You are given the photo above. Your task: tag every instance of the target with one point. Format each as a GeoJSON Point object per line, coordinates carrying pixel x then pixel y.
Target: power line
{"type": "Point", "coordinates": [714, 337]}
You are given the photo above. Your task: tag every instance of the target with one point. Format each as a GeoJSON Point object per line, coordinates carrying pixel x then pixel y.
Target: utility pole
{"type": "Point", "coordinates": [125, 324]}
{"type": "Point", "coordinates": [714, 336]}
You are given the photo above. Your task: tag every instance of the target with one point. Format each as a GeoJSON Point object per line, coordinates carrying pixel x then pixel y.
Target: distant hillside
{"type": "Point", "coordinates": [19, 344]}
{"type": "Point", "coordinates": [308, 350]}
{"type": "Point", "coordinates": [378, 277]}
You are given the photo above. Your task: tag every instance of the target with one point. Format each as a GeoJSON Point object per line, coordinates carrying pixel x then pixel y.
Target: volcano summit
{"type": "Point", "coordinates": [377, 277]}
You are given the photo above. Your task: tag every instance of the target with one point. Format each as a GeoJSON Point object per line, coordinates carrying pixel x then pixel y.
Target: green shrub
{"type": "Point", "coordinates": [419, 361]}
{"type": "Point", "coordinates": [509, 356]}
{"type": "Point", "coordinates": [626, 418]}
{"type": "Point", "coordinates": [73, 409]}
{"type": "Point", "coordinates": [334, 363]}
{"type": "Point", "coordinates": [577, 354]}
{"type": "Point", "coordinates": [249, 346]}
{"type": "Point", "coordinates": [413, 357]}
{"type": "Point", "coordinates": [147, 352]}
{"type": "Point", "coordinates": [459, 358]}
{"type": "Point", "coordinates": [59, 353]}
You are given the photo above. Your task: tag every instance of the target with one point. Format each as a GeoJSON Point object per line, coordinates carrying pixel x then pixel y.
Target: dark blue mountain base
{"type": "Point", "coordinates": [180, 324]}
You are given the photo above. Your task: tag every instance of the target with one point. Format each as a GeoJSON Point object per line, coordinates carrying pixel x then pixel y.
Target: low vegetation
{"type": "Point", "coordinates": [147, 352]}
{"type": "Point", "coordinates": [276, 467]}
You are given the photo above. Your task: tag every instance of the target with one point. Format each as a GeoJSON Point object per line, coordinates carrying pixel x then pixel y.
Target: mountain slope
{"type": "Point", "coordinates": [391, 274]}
###
Return every record, word for word.

You are given the photo above. Your task: tag every instance of the target with one point. Format each as a GeoJSON Point object per line, coordinates carrying pixel x then pixel y.
Target: power line
{"type": "Point", "coordinates": [714, 337]}
You are given the photo above. Your task: tag every instance of the target with one point. Format each as a GeoJSON Point object per line, coordinates carrying pixel x then pixel y.
Target: utility pole
{"type": "Point", "coordinates": [125, 324]}
{"type": "Point", "coordinates": [714, 336]}
You are given the photo above. Your task: tag every instance of the target with one point. Format each as a GeoJSON Point object per line, coordinates carrying pixel x then pixel y.
Target: distant hillside
{"type": "Point", "coordinates": [19, 344]}
{"type": "Point", "coordinates": [308, 350]}
{"type": "Point", "coordinates": [378, 277]}
You are given the photo above. Your task: tag every instance of the target with one point. Format each as a GeoJSON Point object per line, coordinates carrying pixel x then pixel y.
Target: volcano summit
{"type": "Point", "coordinates": [377, 277]}
You are given the photo above. Your task: tag every instance of the target with one point. Format each as a GeoJSON Point object per line, coordinates carrying pixel x then pixel y.
Target: green shrub
{"type": "Point", "coordinates": [419, 361]}
{"type": "Point", "coordinates": [509, 356]}
{"type": "Point", "coordinates": [626, 418]}
{"type": "Point", "coordinates": [73, 409]}
{"type": "Point", "coordinates": [334, 363]}
{"type": "Point", "coordinates": [577, 354]}
{"type": "Point", "coordinates": [249, 346]}
{"type": "Point", "coordinates": [413, 357]}
{"type": "Point", "coordinates": [147, 352]}
{"type": "Point", "coordinates": [459, 358]}
{"type": "Point", "coordinates": [59, 353]}
You are given the photo above. Your task: tag every instance of the target with one point. Format each as a GeoJSON Point object per line, coordinates carrying pixel x then pixel y.
Target: dark blue mountain base
{"type": "Point", "coordinates": [180, 324]}
You are given the photo above. Your task: tag every instance of the target with one point. Format each as a GeoJSON Point object per line, coordinates carrying pixel x then pixel y.
Target: low vegetation
{"type": "Point", "coordinates": [147, 352]}
{"type": "Point", "coordinates": [276, 467]}
You are given the photo above. Your task: tag every instance of the target with one point. Format each as a GeoJSON Point object per line, coordinates carrying pixel x then pixel y.
Target: mountain slope
{"type": "Point", "coordinates": [391, 274]}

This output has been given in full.